[BEGIN]

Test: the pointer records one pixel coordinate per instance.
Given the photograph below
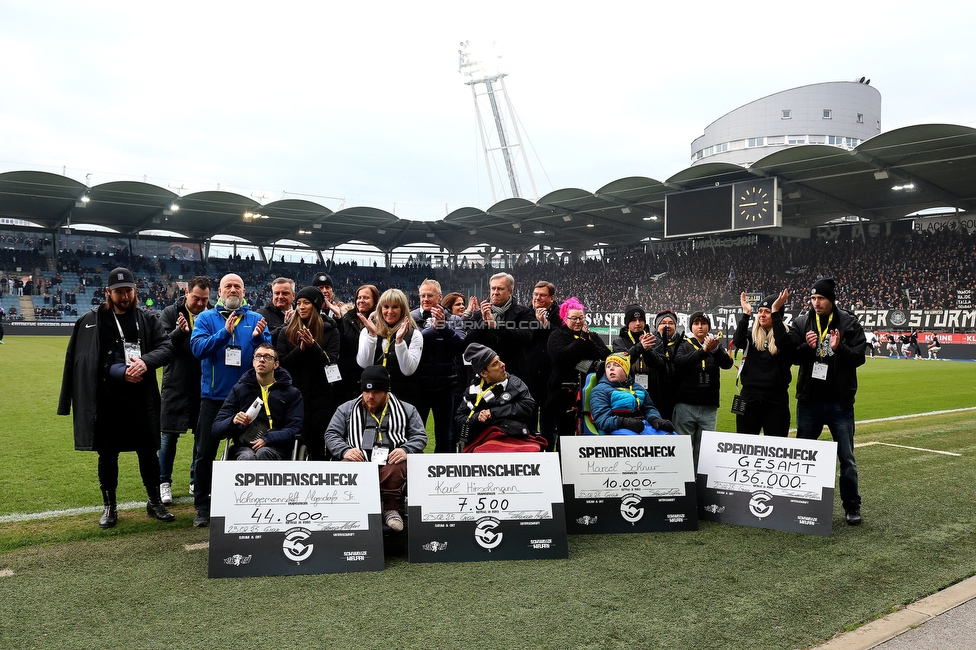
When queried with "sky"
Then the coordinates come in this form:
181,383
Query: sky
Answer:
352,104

[END]
[BEGIN]

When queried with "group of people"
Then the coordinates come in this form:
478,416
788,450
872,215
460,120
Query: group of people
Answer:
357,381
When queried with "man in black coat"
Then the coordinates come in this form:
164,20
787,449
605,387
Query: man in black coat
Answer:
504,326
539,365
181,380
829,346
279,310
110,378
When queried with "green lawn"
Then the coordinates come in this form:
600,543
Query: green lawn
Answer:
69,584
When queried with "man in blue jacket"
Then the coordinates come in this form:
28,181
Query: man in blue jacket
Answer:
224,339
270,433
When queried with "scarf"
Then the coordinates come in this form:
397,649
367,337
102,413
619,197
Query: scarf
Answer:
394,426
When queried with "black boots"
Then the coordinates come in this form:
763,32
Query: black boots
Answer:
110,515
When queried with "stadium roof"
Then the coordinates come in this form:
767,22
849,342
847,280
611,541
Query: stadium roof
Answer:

[END]

Please count the lines in the records that contain the word "blue", and reply with that number alone.

Answer to the problem: 2